Open zhangyuqi-1 opened 2 months ago

zhangyuqi-1 commented 2 months ago

Proposal to improve performance

No response

Report of performance regression

No response

Misc discussion on performance

Question:

When deploying LoRA with vLLM, suppose I have 1000 different LoRA models, and each LoRA receives a separate request with a different input. In this scenario, how many times does the base model actually perform inference? Is it only once, or does it perform 1000 inferences?

I understand that the LoRA part will run 1000 times, but its computational cost is relatively small. I'm mainly concerned about how many times the base model runs inference in this case. If the base model only runs once, that would be incredibly efficient, meaning that as the number of LoRA models increases, the overall efficiency would improve significantly. Is this possible?

Your current environment (if you think it is necessary)

No response

Before submitting a new issue...

jeejeelee commented 2 months ago

When deploying LoRA with vLLM, suppose I have 1000 different LoRA models, and each LoRA receives a separate request with a different input. In this scenario, how many times does the base model actually perform inference? Is it only once, or does it perform 1000 inferences?

Only once. If you want to delve deeper, see: https://github.com/vllm-project/vllm/pull/1804

zhangyuqi-1 commented 2 months ago

It’s fascinating! Does it batch requests corresponding to different LoRA models into one batch size, allowing it to only perform inference once? I’m curious how this is achieved.

jeejeelee commented 2 months ago

It’s fascinating! Does it batch requests corresponding to different LoRA models into one batch size, allowing it to only perform inference once? I’m curious how this is achieved.

See: punica paper or it's blog

zhangyuqi-1 commented 2 months ago

It’s fascinating! Does it batch requests corresponding to different LoRA models into one batch size, allowing it to only perform inference once? I’m curious how this is achieved.

See: punica paper or it's blog

thanks!

Instruction 1 - Filter the records below so that only the lines containing the string "window" remain, and copy each of those lines. Treat uppercase and lowercase as different.

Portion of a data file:
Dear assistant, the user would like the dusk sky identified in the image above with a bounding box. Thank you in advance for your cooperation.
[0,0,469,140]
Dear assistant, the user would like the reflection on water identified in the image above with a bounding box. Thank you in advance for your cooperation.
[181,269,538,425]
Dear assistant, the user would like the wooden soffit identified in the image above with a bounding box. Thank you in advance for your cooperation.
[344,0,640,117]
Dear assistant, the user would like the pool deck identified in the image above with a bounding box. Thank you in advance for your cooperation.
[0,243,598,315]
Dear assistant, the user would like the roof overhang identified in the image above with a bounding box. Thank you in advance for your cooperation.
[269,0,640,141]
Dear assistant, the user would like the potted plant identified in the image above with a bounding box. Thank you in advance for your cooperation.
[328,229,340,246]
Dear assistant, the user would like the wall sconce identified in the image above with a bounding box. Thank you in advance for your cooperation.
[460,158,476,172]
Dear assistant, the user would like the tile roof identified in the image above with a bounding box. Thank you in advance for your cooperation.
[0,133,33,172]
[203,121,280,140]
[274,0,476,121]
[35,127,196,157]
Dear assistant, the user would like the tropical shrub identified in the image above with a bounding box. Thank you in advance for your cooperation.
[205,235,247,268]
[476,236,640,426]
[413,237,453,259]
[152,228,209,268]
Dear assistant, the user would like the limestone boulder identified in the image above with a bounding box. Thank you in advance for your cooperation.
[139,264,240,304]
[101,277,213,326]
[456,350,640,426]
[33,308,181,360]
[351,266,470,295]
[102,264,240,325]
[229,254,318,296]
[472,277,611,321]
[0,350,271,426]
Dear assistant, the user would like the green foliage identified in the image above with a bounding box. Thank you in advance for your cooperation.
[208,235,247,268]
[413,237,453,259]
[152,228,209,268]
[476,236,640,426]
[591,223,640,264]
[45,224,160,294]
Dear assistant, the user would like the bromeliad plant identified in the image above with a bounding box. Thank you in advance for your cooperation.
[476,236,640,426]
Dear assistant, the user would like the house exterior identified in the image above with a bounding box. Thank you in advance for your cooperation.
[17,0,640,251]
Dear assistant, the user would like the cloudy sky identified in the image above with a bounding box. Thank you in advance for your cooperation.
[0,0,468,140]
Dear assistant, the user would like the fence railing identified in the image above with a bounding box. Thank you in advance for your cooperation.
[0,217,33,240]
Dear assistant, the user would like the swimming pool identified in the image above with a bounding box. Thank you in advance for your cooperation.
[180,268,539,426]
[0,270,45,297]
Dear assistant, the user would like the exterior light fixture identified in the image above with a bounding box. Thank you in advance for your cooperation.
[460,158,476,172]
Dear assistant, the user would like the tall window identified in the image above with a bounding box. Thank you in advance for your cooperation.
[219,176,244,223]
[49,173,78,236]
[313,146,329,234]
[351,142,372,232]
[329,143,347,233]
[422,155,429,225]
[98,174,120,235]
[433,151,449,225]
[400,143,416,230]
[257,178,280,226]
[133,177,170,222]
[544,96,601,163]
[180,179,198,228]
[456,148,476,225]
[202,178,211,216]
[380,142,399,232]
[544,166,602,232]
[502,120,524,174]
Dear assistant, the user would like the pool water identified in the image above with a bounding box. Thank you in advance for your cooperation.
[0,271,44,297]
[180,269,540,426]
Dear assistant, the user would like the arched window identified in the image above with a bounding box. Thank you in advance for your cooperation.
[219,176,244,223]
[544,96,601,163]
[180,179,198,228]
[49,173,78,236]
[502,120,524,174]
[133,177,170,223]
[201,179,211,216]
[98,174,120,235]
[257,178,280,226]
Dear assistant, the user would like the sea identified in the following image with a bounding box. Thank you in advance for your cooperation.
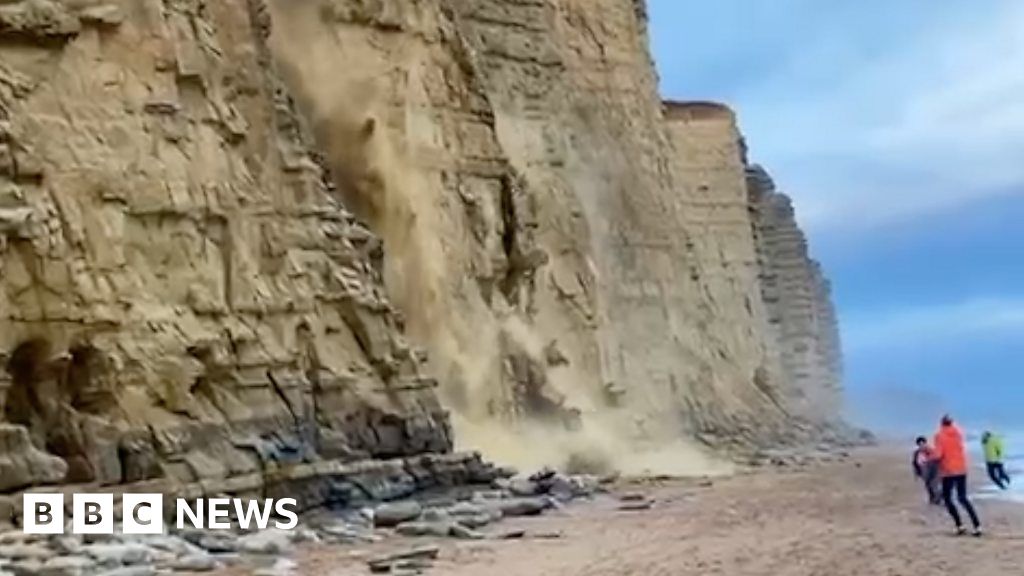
[967,430,1024,503]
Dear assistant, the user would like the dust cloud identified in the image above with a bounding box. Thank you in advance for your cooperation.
[270,0,729,475]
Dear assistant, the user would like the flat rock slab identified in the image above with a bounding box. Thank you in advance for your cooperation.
[618,500,654,511]
[0,544,56,560]
[367,544,441,573]
[374,500,423,528]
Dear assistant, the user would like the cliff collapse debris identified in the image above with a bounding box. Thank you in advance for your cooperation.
[0,0,841,506]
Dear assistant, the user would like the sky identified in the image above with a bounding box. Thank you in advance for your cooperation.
[647,0,1024,429]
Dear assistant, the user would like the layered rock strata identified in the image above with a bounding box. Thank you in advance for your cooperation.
[748,165,843,420]
[0,0,451,490]
[0,0,840,500]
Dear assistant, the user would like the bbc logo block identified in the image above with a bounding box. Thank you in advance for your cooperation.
[22,493,299,534]
[22,494,164,534]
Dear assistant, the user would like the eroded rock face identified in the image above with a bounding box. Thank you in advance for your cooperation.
[0,0,451,489]
[0,0,839,491]
[748,165,843,420]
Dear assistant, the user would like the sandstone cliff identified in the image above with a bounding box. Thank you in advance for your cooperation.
[0,0,840,500]
[748,166,843,419]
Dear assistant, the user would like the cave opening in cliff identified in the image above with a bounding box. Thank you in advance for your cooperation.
[4,338,50,427]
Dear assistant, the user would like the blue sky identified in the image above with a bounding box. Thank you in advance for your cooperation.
[648,0,1024,427]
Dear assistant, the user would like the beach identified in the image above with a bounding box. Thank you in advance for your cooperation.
[272,450,1024,576]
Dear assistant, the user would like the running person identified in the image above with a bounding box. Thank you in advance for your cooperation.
[935,415,981,536]
[981,431,1010,490]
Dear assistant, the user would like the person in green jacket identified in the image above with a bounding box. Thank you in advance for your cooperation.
[981,431,1010,490]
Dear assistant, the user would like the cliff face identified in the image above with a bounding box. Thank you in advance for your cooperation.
[0,0,840,491]
[748,166,843,420]
[0,0,451,490]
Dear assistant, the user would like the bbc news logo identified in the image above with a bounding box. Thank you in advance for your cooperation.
[22,493,299,534]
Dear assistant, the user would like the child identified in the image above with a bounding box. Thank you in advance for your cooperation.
[911,436,942,504]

Instruction 2 - In the vLLM thread above, how many times does the base model perform inference when 1000 different LoRA models each receive a separate request?

Right answer 1 -
Dear assistant, the user would like the tall window identified in the image above with a bounding box. Thank you in advance for your cooperation.
Dear assistant, the user would like the arched window identified in the image above with a bounding box. Thank you in advance for your cooperation.

Right answer 2 - Only once.